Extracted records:
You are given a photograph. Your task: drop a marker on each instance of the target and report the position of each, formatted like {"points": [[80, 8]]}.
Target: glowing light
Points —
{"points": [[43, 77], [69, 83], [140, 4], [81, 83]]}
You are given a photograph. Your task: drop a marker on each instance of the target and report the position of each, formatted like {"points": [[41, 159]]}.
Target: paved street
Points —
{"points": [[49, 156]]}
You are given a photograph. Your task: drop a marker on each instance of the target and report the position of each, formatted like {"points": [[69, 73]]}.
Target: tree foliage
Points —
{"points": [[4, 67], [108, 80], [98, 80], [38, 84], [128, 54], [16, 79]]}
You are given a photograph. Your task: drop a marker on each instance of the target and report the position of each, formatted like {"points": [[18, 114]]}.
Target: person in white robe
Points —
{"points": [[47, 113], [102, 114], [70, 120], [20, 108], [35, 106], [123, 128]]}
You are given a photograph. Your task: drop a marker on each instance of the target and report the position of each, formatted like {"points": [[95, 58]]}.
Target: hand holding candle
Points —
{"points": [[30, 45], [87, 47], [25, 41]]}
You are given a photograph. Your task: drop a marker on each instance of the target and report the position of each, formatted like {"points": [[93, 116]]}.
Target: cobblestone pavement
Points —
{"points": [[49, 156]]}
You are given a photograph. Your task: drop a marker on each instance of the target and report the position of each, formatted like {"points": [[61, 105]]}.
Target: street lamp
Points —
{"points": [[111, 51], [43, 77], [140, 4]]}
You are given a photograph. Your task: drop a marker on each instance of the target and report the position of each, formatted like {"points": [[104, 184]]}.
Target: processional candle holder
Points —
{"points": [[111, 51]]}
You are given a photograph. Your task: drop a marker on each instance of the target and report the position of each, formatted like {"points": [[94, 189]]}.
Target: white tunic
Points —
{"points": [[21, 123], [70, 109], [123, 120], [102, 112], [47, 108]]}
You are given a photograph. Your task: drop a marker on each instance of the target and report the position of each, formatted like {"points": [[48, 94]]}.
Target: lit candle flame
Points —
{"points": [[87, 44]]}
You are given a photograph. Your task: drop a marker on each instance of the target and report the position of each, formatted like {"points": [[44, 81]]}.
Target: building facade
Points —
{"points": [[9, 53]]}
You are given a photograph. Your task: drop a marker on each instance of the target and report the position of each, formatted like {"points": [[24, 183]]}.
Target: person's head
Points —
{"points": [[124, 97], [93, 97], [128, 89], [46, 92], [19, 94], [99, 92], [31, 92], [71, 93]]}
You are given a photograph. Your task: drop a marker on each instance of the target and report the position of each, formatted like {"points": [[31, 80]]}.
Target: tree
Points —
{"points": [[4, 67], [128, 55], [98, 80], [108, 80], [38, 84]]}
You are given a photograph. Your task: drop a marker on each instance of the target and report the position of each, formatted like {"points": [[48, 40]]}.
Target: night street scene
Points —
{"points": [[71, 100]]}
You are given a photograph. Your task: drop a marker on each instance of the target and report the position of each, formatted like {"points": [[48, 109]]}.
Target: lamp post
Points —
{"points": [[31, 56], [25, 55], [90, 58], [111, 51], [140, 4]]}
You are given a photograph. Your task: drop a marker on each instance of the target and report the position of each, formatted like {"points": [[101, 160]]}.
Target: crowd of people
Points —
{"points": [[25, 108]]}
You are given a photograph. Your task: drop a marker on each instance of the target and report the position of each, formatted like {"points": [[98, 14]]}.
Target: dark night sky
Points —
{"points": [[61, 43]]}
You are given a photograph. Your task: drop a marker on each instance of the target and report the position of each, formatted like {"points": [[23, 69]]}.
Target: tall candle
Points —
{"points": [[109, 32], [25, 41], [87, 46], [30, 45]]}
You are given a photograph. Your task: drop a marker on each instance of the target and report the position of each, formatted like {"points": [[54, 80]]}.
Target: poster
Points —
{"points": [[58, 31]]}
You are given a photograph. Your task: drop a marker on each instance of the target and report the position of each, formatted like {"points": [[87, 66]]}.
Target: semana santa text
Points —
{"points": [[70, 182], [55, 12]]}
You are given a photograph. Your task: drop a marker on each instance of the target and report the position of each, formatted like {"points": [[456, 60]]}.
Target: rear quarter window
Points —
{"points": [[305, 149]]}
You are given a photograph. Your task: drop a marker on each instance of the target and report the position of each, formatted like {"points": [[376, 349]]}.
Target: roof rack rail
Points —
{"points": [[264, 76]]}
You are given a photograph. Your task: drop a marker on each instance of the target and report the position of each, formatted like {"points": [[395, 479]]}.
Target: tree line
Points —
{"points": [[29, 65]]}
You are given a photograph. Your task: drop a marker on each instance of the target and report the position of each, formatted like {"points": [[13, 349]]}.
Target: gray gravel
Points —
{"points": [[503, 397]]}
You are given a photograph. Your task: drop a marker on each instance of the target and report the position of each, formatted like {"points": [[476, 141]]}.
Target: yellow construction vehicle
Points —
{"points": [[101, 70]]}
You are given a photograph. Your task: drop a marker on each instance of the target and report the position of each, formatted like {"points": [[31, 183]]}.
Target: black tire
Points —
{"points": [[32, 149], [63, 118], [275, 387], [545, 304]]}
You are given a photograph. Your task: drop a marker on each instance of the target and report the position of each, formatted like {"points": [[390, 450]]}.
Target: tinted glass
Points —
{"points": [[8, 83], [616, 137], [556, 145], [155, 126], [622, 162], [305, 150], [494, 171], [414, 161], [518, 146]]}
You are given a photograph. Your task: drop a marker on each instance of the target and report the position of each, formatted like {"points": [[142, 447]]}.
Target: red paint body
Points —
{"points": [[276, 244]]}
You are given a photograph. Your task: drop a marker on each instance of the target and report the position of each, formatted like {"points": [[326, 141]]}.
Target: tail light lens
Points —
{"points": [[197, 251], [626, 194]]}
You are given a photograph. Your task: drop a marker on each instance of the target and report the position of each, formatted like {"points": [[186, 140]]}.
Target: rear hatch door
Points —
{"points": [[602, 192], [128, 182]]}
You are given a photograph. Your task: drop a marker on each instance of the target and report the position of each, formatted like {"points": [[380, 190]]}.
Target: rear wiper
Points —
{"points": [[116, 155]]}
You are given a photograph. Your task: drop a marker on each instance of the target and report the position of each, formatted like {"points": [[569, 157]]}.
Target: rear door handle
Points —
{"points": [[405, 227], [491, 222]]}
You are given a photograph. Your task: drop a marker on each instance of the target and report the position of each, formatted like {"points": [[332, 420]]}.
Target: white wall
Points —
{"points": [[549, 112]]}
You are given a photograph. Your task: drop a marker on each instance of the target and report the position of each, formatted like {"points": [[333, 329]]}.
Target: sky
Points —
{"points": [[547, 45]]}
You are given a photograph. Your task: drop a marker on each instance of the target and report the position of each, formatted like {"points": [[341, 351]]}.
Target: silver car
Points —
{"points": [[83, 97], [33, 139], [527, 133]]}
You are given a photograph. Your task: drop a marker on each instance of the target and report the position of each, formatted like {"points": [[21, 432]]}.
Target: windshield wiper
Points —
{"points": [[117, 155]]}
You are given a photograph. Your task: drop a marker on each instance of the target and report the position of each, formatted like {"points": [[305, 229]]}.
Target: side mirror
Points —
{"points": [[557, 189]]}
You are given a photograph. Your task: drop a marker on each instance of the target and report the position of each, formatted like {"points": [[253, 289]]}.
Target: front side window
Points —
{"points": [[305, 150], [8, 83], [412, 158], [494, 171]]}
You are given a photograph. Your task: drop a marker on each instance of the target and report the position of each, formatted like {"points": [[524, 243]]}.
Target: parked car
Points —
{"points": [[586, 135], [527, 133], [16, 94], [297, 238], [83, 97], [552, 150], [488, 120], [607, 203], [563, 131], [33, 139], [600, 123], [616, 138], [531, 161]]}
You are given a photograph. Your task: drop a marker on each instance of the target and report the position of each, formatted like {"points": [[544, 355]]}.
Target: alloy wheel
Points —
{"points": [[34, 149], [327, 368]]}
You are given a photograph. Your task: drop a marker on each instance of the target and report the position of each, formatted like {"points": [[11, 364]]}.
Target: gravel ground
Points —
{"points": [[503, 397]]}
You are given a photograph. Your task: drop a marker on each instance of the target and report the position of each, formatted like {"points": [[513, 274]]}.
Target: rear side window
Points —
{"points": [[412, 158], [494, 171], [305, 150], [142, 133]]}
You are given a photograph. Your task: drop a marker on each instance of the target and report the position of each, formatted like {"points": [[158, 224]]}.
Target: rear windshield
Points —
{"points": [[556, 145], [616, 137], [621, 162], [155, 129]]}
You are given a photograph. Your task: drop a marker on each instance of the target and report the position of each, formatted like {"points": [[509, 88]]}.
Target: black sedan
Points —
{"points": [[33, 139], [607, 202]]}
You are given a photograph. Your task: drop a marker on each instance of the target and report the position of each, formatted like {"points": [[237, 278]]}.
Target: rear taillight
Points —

- [What this task involves]
Return each line of the data where the word "rear" appears.

- [Result of this task]
Target: rear quarter window
Target: rear hatch door
Target: rear wiper
Target: rear door handle
Target: rear side window
Target: rear windshield
Target: rear taillight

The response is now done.